Esa diferencia, entre los que están arriba y los de abajo, afecta inclusive la igualdad ante la ley. El abogado puertorriqueño Luis Russi, un verdadero campeón de la justicia, decía que prohibir que se viva debajo de los puentes podrá cubrir legalmente a todos, pero solo los pobres sin hogar son los que buscan refugio en escondrijos. Por eso, muchas veces los reclamos de los que están bajo una situación de injusticia, se viste de faltas de respeto, de desprecio al orden.

Lo peor para los que viven situaciones de marginación –ahora se ha puesto de moda decir exclusión– es que sus voces muchas veces no logran fuerza suficiente para hacerse oír. Es así para los marginados por su género, por la forma en que se da su relación matrimonial, porque están todavía en su infancia o ya en su vejez, porque son de países bajo el yugo de un imperio o porque son pobres, como lo es la inmensa mayoría de la raza humana. En fin, todos bajo una “cultura del descarte”.

### Tareas del ejercicio
a. Traduce al inglés esta oración del texto sobre la marginación: "Lo peor para los que viven situaciones de marginación –ahora se ha puesto de moda decir exclusión– es que sus voces muchas veces no logran fuerza suficiente para hacerse oír."
b. Responde a partir del texto sobre la marginación:
(i) ¿De qué nacionalidad es el abogado Luis Russi?
(ii) ¿Qué palabra se ha puesto de moda decir en lugar de "marginación"?
(iii) ¿Bajo qué cultura están todos, según la última oración?
c. Continúa el texto sobre la marginación a partir de su última oración.
Para resolver estas tareas no hace falta el material.

### El material

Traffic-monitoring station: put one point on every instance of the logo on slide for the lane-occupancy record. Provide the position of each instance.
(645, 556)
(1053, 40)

### Respuestas por ítem
a. The worst thing for those who live in situations of marginalization (it has now become fashionable to say exclusion) is that their voices often fail to gain enough strength to be heard.

b.
(i) Es puertorriqueño.
(ii) Exclusión.
(iii) Bajo una "cultura del descarte".

c.
Atentado contra la humanidad

“En el origen de esta cultura del descarte existe una gran falta de respeto por la dignidad humana; una promoción ideológica con visión reduccionista de la persona, una negación de la universalidad de sus derechos fundamentales, y deseos de poder y de control absoluto que dominan la sociedad moderna de hoy. Digámoslo por su nombre: esto también es un atentado contra la humanidad”, ha dicho el papa Francisco. 

Ante esa carencia de recursos para hacer escuchar su voz, los marginados; todos los “descartados” de la tierra algunas veces se benefician de voces potentes a nivel mundial, que hacen que el grito silencioso de los más sufridos se pueda escuchar claramente.

Ese ha sido el caso en estos días con el mensaje del Papa a la Asamblea General de la Organización de Naciones Unidas, en ocasión del 75 aniversario del foro mundial. En su estilo de hablar pausado, pero claro y firme, el Papa advirtió a los Estados del mundo la ineludible realidad de que esta pandemia del Covid-19 hace imposible que salgamos igual a lo que éramos antes de ella. Según dijo el Papa, no hay manera de salir iguales, sino que de esta salimos peor de lo que éramos o mejor de lo que éramos. Por lo tanto, lo que hace falta es que aprovechemos la crisis para construir una mejor casa común en beneficio de toda la humanidad.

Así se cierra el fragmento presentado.